The 2014 Formula Renault 2.0 Alps Series was the fourth year of the Formula Renault 2.0 Alps series. The championship began on 5 April at Imola and finished on 5 October at Jerez after fourteen races held at seven meetings.

Koiranen GP driver Nyck de Vries, in his second season of competing in Formula Renault 2.0 Alps and his third season in Formula Renault overall, dominated the championship from the opening round, clinching the overall championship title with a round to spare. De Vries took nine overall wins during the season, with an additional class victory at Jerez, behind wildcard driver Bruno Bonifacio, who took the overall win. The remaining wins were shared between junior championship frontrunners Charles Leclerc and Matevos Isaakyan, who took doubles at Monza and the Red Bull Ring respectively. Leclerc prevailed in both championship battles; he beat Isaakyan by 19 points in the overall championship for second place, while Leclerc padded the advantage to 33 points for the junior championship honours. Koiranen GP comfortably won the teams' championship, finishing almost 150 points clear of the next best team, Fortec Motorsports.

> [Data for processing]
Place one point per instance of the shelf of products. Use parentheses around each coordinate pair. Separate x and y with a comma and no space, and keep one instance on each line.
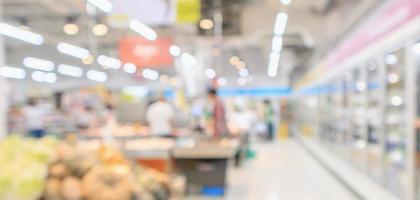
(374,120)
(394,124)
(358,122)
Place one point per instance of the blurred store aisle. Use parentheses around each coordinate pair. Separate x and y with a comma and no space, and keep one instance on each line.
(283,171)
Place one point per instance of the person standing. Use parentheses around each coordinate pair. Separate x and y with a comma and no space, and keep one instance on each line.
(160,116)
(219,126)
(269,119)
(34,119)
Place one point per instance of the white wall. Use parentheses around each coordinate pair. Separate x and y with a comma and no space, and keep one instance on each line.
(4,90)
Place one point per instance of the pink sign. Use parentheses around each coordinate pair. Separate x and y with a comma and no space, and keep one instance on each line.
(388,19)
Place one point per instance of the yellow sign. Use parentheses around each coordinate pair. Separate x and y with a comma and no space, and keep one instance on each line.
(188,11)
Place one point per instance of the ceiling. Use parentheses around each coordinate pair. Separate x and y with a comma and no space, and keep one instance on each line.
(313,28)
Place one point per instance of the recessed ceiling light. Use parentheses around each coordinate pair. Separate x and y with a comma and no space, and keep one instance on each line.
(206,24)
(100,30)
(71,29)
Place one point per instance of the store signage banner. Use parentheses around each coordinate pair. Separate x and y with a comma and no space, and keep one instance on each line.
(255,92)
(393,16)
(145,53)
(188,11)
(150,12)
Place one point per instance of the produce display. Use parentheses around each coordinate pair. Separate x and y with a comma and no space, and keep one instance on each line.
(24,167)
(47,169)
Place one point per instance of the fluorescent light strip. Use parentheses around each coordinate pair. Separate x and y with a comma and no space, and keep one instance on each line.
(39,64)
(188,60)
(12,72)
(274,57)
(150,74)
(143,30)
(97,76)
(281,23)
(277,45)
(69,70)
(286,2)
(109,62)
(38,76)
(175,51)
(103,5)
(50,77)
(20,34)
(73,50)
(130,68)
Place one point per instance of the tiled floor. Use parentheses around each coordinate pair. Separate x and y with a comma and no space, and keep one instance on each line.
(283,171)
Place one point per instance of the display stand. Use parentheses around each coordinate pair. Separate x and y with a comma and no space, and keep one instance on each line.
(204,167)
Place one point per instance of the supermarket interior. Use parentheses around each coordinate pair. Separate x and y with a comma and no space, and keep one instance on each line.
(210,99)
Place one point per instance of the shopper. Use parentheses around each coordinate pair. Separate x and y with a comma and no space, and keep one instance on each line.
(268,118)
(218,115)
(160,116)
(34,119)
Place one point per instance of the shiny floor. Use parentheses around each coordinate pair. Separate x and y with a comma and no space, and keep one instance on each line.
(283,171)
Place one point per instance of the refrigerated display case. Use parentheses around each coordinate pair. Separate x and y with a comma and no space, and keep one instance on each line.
(374,119)
(358,120)
(394,123)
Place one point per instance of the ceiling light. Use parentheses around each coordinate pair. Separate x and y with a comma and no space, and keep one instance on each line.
(39,64)
(175,50)
(38,76)
(150,74)
(281,23)
(274,57)
(234,60)
(50,78)
(396,101)
(244,72)
(206,24)
(174,82)
(360,144)
(109,62)
(393,78)
(273,64)
(88,60)
(242,81)
(143,30)
(210,73)
(241,65)
(164,79)
(20,34)
(391,59)
(12,72)
(103,5)
(277,44)
(416,49)
(360,86)
(97,76)
(71,29)
(130,68)
(73,50)
(286,2)
(221,81)
(100,30)
(69,70)
(272,72)
(188,60)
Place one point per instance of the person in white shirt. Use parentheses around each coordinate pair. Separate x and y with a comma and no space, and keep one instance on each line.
(34,119)
(160,117)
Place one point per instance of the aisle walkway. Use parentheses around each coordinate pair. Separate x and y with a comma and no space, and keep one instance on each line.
(283,171)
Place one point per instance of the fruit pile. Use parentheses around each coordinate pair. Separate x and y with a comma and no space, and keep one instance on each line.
(24,167)
(50,170)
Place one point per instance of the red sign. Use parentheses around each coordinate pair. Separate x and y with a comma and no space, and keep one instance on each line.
(145,53)
(387,20)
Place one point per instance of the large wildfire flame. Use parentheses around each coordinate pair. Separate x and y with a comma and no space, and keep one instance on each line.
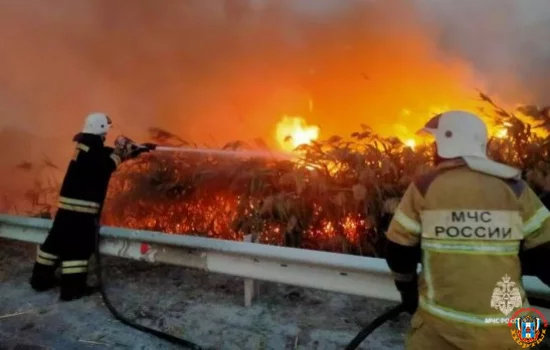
(374,64)
(292,132)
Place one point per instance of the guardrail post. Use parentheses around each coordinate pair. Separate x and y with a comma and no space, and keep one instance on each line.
(251,286)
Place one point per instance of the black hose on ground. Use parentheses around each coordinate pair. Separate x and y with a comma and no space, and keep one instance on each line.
(371,327)
(165,336)
(396,311)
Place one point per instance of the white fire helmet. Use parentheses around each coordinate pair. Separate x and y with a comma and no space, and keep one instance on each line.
(463,134)
(97,124)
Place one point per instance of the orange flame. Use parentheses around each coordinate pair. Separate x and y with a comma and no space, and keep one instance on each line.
(292,132)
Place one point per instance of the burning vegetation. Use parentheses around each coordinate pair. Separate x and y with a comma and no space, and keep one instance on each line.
(337,194)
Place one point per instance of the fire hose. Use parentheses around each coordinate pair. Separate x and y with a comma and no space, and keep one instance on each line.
(397,310)
(101,286)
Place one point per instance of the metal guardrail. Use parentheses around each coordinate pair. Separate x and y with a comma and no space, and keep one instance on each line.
(363,276)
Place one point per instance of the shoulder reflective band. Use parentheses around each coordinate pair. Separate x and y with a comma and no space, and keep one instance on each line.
(116,159)
(408,223)
(535,221)
(78,205)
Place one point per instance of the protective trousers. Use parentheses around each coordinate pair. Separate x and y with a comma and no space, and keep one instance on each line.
(430,332)
(69,244)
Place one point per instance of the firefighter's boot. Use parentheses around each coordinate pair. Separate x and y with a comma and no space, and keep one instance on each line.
(43,274)
(74,275)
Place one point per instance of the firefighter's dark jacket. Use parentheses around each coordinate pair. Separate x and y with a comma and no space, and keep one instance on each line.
(85,184)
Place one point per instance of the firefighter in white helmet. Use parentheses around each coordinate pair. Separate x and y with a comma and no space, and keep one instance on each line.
(71,240)
(472,223)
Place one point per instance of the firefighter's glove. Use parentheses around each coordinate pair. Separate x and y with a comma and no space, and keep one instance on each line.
(409,294)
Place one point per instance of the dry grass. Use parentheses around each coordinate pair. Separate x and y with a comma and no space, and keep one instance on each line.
(339,197)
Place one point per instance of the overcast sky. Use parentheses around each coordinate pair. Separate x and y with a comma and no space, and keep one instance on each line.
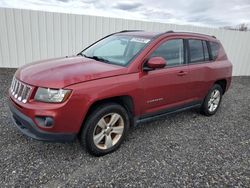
(215,13)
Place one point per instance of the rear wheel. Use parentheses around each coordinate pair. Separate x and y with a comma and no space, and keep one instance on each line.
(105,129)
(212,101)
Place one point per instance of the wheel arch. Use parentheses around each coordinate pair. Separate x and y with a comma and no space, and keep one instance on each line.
(125,101)
(222,83)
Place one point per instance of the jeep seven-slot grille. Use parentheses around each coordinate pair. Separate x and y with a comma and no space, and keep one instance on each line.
(20,91)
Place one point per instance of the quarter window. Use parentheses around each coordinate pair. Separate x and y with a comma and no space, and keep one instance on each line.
(196,51)
(205,50)
(172,51)
(214,49)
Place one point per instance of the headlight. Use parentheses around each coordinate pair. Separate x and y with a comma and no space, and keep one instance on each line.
(52,95)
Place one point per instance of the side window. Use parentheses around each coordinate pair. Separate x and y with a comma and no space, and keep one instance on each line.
(172,51)
(205,50)
(113,48)
(196,51)
(214,49)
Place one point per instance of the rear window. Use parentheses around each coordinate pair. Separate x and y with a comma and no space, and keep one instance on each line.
(214,49)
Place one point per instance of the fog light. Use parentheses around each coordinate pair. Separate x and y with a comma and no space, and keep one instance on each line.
(44,121)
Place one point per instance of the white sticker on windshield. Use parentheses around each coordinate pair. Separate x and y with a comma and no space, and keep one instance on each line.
(141,40)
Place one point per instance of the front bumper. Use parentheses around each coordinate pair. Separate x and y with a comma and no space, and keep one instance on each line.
(29,128)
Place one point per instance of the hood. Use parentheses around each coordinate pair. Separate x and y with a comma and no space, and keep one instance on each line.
(61,72)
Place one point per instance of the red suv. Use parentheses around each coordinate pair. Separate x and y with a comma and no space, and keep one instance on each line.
(124,78)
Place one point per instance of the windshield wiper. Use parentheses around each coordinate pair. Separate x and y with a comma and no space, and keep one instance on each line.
(97,58)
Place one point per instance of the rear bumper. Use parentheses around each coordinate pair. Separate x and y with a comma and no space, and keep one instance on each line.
(29,128)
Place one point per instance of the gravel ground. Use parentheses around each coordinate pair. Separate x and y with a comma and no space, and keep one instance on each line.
(186,149)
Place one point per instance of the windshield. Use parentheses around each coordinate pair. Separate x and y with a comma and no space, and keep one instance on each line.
(119,50)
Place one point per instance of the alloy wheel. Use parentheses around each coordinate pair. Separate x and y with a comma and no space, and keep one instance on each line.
(108,131)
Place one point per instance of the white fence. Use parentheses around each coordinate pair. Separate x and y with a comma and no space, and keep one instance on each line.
(27,36)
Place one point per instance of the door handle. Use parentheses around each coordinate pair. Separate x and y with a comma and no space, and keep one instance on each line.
(182,73)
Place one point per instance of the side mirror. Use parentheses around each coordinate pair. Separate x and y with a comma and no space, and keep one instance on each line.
(155,63)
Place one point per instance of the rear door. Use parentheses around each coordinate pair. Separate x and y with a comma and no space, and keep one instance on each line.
(199,68)
(166,88)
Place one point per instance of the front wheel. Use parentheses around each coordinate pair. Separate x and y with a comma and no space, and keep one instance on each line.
(212,101)
(105,129)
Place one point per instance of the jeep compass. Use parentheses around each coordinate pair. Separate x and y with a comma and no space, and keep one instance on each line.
(122,79)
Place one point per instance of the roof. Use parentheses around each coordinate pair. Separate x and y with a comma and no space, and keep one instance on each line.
(149,35)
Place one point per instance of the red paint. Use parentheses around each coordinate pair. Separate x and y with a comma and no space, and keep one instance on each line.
(92,81)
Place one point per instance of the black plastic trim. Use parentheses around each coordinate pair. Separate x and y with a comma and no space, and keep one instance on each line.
(166,112)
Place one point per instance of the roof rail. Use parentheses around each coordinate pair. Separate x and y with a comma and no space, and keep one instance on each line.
(170,31)
(128,31)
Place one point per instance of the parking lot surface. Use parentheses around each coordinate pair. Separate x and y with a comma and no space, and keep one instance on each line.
(185,149)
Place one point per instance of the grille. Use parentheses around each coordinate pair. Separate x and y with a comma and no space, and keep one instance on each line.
(19,90)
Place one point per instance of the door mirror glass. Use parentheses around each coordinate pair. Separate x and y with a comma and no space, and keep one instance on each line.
(156,63)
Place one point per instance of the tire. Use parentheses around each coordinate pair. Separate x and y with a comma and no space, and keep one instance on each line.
(211,104)
(105,129)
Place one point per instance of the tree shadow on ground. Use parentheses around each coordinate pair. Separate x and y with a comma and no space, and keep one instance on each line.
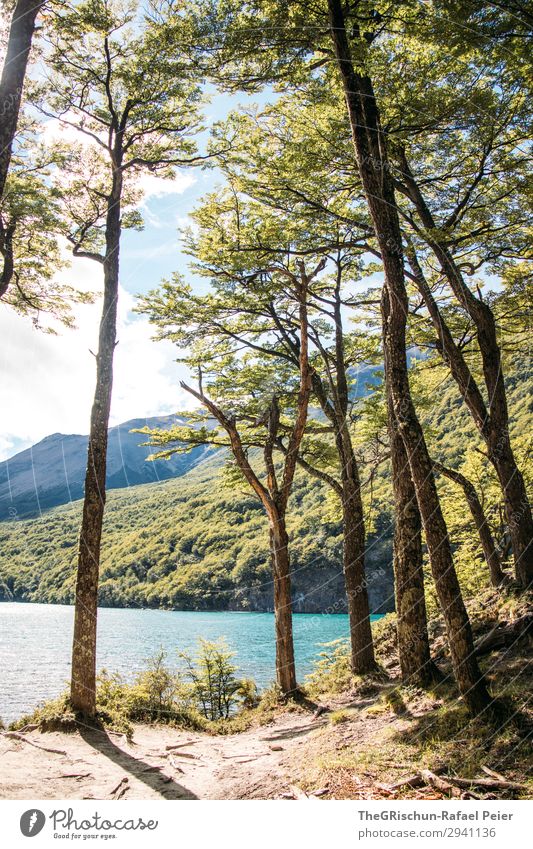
(99,739)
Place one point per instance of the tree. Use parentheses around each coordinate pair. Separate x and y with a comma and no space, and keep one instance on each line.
(111,77)
(253,221)
(32,229)
(21,30)
(490,550)
(250,412)
(371,154)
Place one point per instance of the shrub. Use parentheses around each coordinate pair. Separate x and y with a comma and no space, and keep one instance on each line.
(215,687)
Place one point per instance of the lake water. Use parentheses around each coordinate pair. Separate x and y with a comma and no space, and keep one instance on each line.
(35,645)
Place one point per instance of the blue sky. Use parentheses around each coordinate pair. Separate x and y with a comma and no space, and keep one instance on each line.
(48,381)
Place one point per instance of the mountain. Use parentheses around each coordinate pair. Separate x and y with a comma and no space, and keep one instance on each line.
(52,472)
(192,543)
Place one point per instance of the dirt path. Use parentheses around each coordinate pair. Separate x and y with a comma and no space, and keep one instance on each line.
(158,763)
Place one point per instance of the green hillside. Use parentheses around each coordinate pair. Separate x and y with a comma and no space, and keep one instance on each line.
(194,543)
(187,543)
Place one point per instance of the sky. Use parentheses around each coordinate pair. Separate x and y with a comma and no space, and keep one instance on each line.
(48,381)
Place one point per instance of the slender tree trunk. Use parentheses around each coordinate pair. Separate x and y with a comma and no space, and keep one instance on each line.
(83,681)
(279,544)
(490,549)
(362,647)
(375,174)
(495,426)
(12,82)
(413,640)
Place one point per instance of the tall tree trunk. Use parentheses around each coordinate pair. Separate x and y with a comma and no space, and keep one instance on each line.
(83,681)
(375,175)
(362,647)
(490,549)
(279,544)
(413,640)
(495,426)
(12,82)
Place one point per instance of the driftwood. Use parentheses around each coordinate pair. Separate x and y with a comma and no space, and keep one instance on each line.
(489,783)
(16,736)
(121,788)
(297,792)
(441,784)
(493,774)
(410,781)
(67,775)
(505,634)
(184,755)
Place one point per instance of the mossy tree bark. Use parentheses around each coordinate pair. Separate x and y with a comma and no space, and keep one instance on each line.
(83,680)
(490,549)
(374,170)
(492,421)
(412,631)
(274,493)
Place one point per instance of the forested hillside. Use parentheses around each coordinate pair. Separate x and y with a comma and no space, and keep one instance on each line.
(197,542)
(189,544)
(52,472)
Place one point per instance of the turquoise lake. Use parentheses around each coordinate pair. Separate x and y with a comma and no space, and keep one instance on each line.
(35,644)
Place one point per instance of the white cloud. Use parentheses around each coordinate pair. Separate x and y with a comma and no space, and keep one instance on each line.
(48,381)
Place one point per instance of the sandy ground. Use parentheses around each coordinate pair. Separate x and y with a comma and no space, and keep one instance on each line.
(158,763)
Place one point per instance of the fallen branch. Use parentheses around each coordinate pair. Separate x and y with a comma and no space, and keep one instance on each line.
(184,755)
(493,774)
(489,783)
(120,789)
(68,775)
(16,736)
(505,634)
(297,792)
(441,784)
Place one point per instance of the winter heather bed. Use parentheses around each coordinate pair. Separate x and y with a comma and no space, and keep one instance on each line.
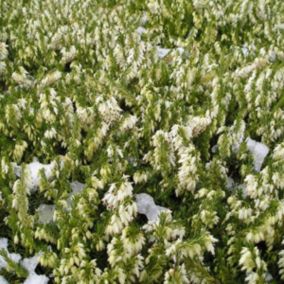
(141,141)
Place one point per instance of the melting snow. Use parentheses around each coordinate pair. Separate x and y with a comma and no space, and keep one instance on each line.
(29,264)
(147,206)
(45,213)
(259,152)
(33,172)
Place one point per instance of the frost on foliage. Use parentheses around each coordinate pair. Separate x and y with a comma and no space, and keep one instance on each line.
(33,173)
(163,52)
(3,280)
(29,264)
(147,206)
(13,256)
(76,187)
(46,211)
(259,152)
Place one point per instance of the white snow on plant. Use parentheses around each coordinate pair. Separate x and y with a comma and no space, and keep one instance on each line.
(140,30)
(230,183)
(3,280)
(13,256)
(29,264)
(33,173)
(45,213)
(259,152)
(77,188)
(163,52)
(147,206)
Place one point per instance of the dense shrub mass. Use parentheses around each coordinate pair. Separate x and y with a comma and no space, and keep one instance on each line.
(169,108)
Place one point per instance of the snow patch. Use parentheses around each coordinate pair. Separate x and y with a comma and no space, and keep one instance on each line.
(33,173)
(147,206)
(259,152)
(30,265)
(45,213)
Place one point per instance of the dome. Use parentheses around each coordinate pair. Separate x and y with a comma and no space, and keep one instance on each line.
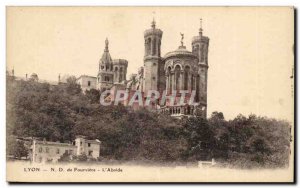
(200,39)
(181,51)
(106,58)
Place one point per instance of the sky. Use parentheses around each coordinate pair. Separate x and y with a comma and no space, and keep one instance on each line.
(250,51)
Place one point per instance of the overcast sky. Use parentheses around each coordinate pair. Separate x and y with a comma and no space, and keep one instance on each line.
(250,52)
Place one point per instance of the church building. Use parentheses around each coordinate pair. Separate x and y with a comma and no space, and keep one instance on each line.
(175,71)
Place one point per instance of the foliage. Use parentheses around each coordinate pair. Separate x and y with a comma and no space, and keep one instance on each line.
(59,113)
(17,149)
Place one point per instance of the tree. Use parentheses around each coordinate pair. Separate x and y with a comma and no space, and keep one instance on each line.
(18,150)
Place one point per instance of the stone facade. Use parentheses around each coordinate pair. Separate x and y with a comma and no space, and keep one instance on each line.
(177,70)
(45,151)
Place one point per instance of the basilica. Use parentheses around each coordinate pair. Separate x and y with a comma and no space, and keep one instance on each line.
(175,71)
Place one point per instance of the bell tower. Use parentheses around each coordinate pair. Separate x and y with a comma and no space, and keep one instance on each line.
(200,45)
(153,68)
(105,71)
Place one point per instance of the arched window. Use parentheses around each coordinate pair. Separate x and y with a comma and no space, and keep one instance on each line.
(148,46)
(169,79)
(154,47)
(197,88)
(177,77)
(192,82)
(158,45)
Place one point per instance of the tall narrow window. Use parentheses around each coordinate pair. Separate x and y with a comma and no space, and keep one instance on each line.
(177,77)
(154,47)
(186,77)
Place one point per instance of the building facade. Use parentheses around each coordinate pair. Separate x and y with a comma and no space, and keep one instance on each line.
(176,71)
(45,151)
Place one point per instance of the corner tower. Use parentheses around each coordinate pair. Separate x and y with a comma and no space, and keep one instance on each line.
(105,74)
(200,45)
(153,68)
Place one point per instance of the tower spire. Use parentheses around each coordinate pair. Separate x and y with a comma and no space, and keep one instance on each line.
(153,23)
(200,30)
(106,45)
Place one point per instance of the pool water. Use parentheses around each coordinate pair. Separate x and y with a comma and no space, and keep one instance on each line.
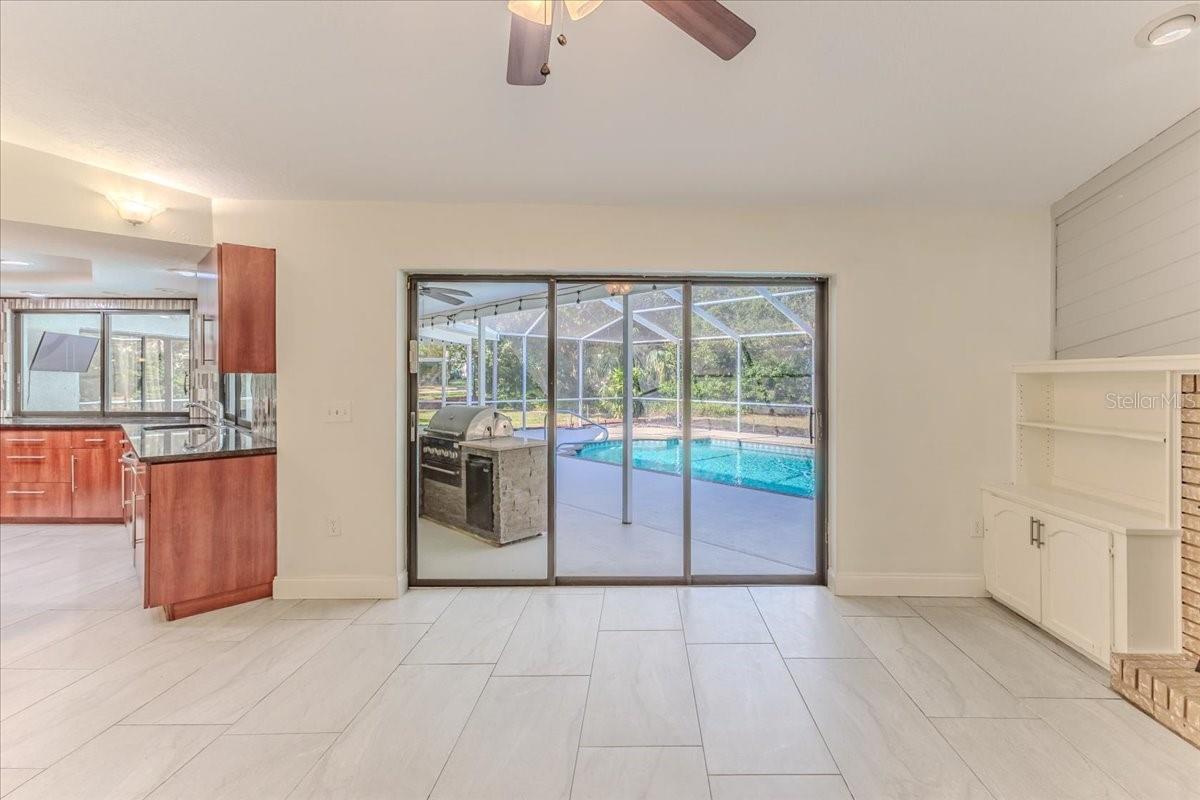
(772,468)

> [Set problem 1] Can you return the stretch of the 2014 Formula Renault 2.0 Alps article from "The 2014 Formula" through "at seven meetings.", copied word for word?
> [Set problem 2] Which lines of the records contain the string "hose"? List each of them in full.

> [Task response 1]
The 2014 Formula Renault 2.0 Alps Series was the fourth year of the Formula Renault 2.0 Alps series. The championship began on 5 April at Imola and finished on 5 October at Jerez after fourteen races held at seven meetings.

> [Task response 2]
Place one point per instance of the black hose on ground. Use parentheses around each coordinate pair. Separate x and y with a comma and no space, and keep one instance on each line.
Place one point per instance of the fire hose. Use parentheses around each coordinate pair. Separate x and y with a comma and no space, and keep one instance on each line.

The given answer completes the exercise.